Given entries
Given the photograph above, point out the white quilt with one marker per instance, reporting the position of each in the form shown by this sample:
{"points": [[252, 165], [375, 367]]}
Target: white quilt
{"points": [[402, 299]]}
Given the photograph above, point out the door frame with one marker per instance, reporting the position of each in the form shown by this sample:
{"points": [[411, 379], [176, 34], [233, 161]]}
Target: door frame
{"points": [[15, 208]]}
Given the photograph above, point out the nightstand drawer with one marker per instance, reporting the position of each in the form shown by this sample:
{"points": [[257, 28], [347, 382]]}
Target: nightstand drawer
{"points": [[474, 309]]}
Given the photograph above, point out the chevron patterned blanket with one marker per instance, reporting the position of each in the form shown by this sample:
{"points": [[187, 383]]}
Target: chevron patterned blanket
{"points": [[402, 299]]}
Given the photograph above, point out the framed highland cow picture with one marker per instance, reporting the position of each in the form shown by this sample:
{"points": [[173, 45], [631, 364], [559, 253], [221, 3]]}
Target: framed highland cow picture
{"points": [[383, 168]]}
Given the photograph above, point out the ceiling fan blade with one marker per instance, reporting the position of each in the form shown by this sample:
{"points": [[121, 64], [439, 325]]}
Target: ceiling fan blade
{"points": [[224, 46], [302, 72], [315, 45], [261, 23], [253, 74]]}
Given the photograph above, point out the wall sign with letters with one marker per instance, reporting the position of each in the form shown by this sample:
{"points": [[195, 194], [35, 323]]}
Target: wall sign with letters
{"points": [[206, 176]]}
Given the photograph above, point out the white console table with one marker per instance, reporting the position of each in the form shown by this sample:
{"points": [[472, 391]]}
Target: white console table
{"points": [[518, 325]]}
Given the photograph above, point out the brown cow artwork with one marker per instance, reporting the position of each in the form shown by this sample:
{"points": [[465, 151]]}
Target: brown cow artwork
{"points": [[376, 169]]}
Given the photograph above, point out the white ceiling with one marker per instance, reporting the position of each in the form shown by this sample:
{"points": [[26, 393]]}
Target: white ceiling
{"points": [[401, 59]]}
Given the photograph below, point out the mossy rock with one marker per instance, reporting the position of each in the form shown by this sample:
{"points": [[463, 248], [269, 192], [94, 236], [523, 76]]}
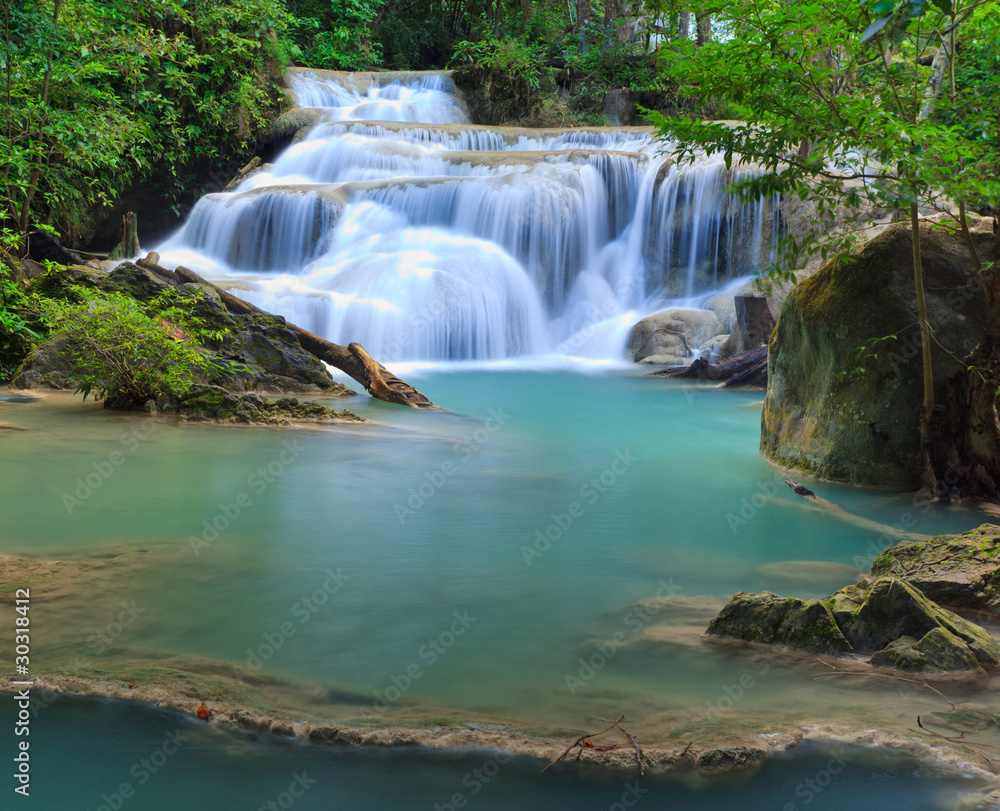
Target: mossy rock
{"points": [[733, 757], [962, 571], [215, 404], [894, 609], [888, 618], [671, 337], [938, 650], [767, 618], [841, 416]]}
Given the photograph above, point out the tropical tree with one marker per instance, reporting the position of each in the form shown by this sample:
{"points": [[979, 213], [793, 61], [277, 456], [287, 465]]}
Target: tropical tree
{"points": [[836, 109]]}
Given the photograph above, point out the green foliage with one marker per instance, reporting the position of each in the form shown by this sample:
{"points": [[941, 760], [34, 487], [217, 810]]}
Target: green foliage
{"points": [[16, 335], [127, 353], [618, 61], [338, 35], [508, 72], [96, 93], [831, 115]]}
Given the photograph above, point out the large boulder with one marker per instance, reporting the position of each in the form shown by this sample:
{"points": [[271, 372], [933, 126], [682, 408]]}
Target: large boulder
{"points": [[939, 649], [769, 619], [961, 571], [844, 375], [893, 609], [888, 619], [672, 337]]}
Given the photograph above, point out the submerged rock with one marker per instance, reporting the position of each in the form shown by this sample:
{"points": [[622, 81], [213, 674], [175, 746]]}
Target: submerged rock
{"points": [[962, 571], [212, 403], [894, 609], [844, 375], [887, 618], [939, 649], [672, 337], [803, 625]]}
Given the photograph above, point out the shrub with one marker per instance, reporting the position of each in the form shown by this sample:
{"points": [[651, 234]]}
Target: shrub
{"points": [[126, 353]]}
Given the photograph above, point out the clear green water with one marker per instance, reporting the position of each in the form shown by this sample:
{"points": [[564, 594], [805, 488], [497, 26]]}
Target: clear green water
{"points": [[339, 503], [85, 751]]}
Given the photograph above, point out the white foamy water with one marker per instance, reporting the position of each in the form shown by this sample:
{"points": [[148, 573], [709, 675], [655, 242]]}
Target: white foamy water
{"points": [[397, 224]]}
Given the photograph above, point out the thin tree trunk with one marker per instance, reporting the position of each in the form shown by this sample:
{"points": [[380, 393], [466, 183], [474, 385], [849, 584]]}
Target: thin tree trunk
{"points": [[966, 453], [684, 24], [927, 408], [939, 68], [704, 22]]}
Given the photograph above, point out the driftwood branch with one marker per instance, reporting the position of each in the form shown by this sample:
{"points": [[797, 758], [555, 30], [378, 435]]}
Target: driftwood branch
{"points": [[580, 740], [836, 511], [378, 381], [836, 672], [583, 742]]}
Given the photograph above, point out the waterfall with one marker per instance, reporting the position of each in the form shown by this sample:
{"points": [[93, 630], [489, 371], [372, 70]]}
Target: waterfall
{"points": [[398, 224]]}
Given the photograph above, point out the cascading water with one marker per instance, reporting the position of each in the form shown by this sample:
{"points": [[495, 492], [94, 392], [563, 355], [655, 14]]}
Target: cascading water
{"points": [[397, 224]]}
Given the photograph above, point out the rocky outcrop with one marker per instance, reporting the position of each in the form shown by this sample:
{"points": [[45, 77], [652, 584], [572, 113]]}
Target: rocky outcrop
{"points": [[767, 618], [887, 619], [215, 404], [672, 337], [844, 374], [960, 571], [255, 352]]}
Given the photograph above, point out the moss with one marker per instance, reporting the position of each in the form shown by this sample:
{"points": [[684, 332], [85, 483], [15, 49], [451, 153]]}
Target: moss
{"points": [[842, 395]]}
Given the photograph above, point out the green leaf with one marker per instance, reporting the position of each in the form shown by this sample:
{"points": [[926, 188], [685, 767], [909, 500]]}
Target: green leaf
{"points": [[875, 27]]}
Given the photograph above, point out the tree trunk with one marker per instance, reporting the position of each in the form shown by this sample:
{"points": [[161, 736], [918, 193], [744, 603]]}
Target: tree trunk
{"points": [[378, 381], [704, 22], [927, 408], [939, 68], [128, 241], [582, 21], [966, 441]]}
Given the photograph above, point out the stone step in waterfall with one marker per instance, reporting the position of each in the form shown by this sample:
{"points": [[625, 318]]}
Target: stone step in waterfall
{"points": [[395, 222]]}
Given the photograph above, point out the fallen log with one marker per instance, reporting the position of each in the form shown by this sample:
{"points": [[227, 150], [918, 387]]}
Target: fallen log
{"points": [[838, 512], [378, 381], [746, 369]]}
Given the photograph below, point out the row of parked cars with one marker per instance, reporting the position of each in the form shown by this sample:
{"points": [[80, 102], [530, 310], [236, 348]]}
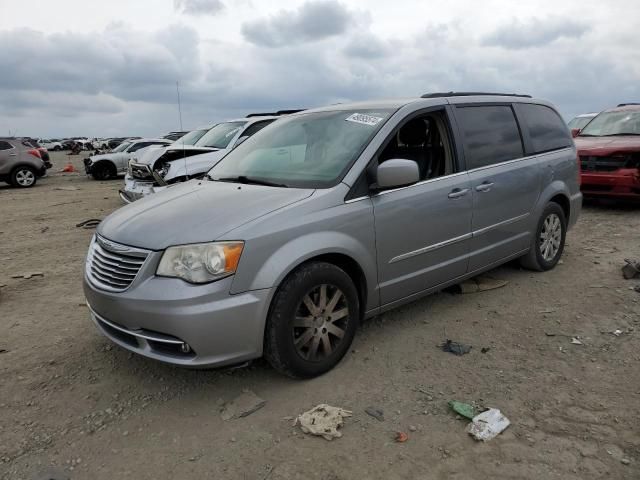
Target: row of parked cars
{"points": [[608, 146]]}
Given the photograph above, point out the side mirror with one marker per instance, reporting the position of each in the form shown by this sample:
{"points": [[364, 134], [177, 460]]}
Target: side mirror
{"points": [[397, 172]]}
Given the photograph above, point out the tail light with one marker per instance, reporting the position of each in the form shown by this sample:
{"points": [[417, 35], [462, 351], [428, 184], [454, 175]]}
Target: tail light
{"points": [[35, 153], [579, 169]]}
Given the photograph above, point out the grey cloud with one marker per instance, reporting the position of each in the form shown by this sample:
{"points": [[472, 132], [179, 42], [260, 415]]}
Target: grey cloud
{"points": [[535, 32], [313, 20], [198, 7], [367, 46], [119, 61]]}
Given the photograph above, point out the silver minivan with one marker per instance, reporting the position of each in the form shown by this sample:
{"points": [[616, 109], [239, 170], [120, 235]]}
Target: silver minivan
{"points": [[330, 216]]}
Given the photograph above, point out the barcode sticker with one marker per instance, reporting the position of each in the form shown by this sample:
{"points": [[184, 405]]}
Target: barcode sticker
{"points": [[364, 119]]}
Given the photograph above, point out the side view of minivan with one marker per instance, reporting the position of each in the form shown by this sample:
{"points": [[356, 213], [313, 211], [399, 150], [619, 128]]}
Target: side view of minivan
{"points": [[327, 217]]}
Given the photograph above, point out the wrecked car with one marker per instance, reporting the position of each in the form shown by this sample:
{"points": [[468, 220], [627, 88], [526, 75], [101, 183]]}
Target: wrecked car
{"points": [[111, 164], [609, 151], [154, 170], [329, 216]]}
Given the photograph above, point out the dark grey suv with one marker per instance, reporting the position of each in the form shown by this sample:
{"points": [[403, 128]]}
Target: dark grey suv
{"points": [[330, 216], [20, 163]]}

Set task
Switch "marker" to "dot" and write out everything from the listing line containing "Given the photograph above, point out the rocky" down to the line containing "Target: rocky outcrop", keeping the rest unchanged.

Result
Given the photograph above, point out the rocky outcrop with one dot per instance, reporting the position of each in the form shown by this sample:
{"points": [[45, 77], [652, 584], [572, 113]]}
Target: rocky outcrop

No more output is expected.